**Your goal**
Retype each entry below, keeping every character the same.

**Records from a point labeling set**
* * *

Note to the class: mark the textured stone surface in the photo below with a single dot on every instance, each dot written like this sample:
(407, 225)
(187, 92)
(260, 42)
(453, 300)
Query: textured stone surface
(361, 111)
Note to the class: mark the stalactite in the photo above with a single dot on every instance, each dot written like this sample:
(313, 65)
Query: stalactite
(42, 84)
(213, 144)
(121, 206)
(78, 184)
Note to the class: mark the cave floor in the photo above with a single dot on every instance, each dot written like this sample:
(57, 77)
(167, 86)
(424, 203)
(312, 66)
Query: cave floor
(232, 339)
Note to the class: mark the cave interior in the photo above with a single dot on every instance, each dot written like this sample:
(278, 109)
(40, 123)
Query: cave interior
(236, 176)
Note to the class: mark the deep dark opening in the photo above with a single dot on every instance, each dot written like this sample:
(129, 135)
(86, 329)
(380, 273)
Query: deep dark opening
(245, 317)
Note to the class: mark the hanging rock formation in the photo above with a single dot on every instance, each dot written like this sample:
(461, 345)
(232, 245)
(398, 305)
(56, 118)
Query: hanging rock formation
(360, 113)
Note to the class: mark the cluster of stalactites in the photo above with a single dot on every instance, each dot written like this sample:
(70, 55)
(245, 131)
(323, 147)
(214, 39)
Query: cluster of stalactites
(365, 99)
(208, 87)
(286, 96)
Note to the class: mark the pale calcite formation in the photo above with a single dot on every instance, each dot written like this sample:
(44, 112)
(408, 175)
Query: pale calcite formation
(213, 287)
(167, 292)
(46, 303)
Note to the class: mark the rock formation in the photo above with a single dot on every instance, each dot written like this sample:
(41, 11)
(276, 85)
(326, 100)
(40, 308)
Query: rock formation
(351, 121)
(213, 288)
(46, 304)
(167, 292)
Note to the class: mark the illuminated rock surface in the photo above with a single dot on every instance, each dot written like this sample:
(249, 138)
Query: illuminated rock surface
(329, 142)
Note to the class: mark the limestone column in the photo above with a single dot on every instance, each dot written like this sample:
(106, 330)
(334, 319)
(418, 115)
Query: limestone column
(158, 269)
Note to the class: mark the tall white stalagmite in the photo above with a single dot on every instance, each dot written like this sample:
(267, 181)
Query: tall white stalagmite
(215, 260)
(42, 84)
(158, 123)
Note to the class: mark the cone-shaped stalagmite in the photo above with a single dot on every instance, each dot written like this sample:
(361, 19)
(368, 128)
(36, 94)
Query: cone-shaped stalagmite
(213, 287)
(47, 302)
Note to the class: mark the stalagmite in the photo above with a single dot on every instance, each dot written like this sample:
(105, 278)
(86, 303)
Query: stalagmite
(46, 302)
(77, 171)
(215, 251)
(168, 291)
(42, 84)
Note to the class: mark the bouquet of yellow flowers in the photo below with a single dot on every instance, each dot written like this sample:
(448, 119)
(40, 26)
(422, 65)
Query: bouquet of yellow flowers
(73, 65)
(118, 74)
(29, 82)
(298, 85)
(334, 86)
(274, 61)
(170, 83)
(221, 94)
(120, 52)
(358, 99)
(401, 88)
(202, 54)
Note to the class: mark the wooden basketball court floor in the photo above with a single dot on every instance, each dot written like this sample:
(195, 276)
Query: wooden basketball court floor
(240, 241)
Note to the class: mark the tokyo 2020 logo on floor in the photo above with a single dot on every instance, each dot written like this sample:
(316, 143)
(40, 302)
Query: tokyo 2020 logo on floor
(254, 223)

* * *

**Correct answer**
Note to the class: mark the textured stone surface in the photo below with a single dot on every instance, each dot written like this sample:
(407, 225)
(187, 92)
(260, 42)
(453, 300)
Query: textured stone surface
(361, 111)
Note to the class: mark the stalactite in the photo above with a single dot on every instance, each dot written like this sample:
(313, 65)
Query: stalactite
(42, 84)
(213, 144)
(121, 206)
(78, 184)
Note to the class: mark the cave floor in the photo above with a single dot on every instance, each dot written like this sample:
(57, 77)
(167, 86)
(424, 203)
(312, 66)
Query: cave floor
(232, 339)
Note to the class: mark the cave interior in the photo above with a single dot on every instance, each dot written like this sample:
(278, 109)
(40, 123)
Query: cave interior
(236, 176)
Note to the class: mark the deep dark opening in the photo above with a single dot on every instance, each dot written like this sample:
(129, 135)
(86, 329)
(380, 273)
Query: deep dark opening
(245, 317)
Note to the class: mark the hanging rock formation in the photo above with a single dot on every instance, each dot written like this sample:
(461, 345)
(232, 245)
(398, 305)
(56, 118)
Query: hanging rock formation
(360, 113)
Note to the class: mark the cluster of stalactites in the photo above with a single dot on every instance, each dot written like this sample:
(70, 55)
(245, 131)
(323, 147)
(214, 39)
Query: cluster of stalactites
(365, 99)
(208, 87)
(286, 96)
Note to the class: mark the pale calcite formation in the photo above with a single dot on every instance, each dot written like this sample:
(44, 112)
(408, 175)
Query: pale calcite formation
(213, 287)
(167, 292)
(46, 303)
Note to the class: mark the rock formation in the photo above with a single dot on every instance, each dot written like this sample:
(41, 11)
(276, 85)
(326, 100)
(40, 308)
Query: rock formation
(351, 121)
(213, 288)
(46, 304)
(167, 292)
Note to the class: mark the illuminated rock surface in the photo above with a single dot on every instance, each dot written like this sample:
(249, 138)
Query: illuminated rock surface
(329, 142)
Note to the class: mark the limestone column in the photo above with a single dot on every instance, each dot written like this sample:
(106, 330)
(334, 319)
(418, 115)
Query: limestone column
(158, 269)
Note to the class: mark the tall white stalagmite in the photo above with a single dot on every instance, each dot written like this sample:
(267, 181)
Query: tall white stalagmite
(215, 260)
(42, 84)
(158, 123)
Note to the class: mark the cone-shaped stalagmite in the photo above with a single dot on every instance, each dot written like this sample:
(361, 19)
(368, 128)
(36, 94)
Query: cone-shaped stalagmite
(213, 287)
(47, 302)
Note to the class: mark the stalagmite in the photo above with a single dot on every instance, each dot written like this sample:
(105, 278)
(86, 303)
Query: stalagmite
(46, 302)
(77, 171)
(215, 251)
(168, 291)
(42, 84)
Note to the class: mark the bouquet of yellow flowers in the photo below with a single dot on every instance, each dot written like this sample:
(448, 119)
(40, 26)
(422, 65)
Query: bouquet of yellow flowers
(73, 65)
(118, 74)
(29, 82)
(298, 85)
(334, 86)
(274, 61)
(170, 83)
(221, 94)
(120, 52)
(358, 99)
(401, 88)
(202, 54)
Note to the class: mark the wooden basketball court floor in the photo above with a single dot on every instance, each dot written like this sample:
(195, 276)
Query: wooden basketball court floor
(240, 241)
Note to the class: mark the tokyo 2020 logo on floor in the photo above with a single dot on every instance, each dot written like this sample:
(316, 143)
(40, 302)
Query: tokyo 2020 logo on floor
(254, 223)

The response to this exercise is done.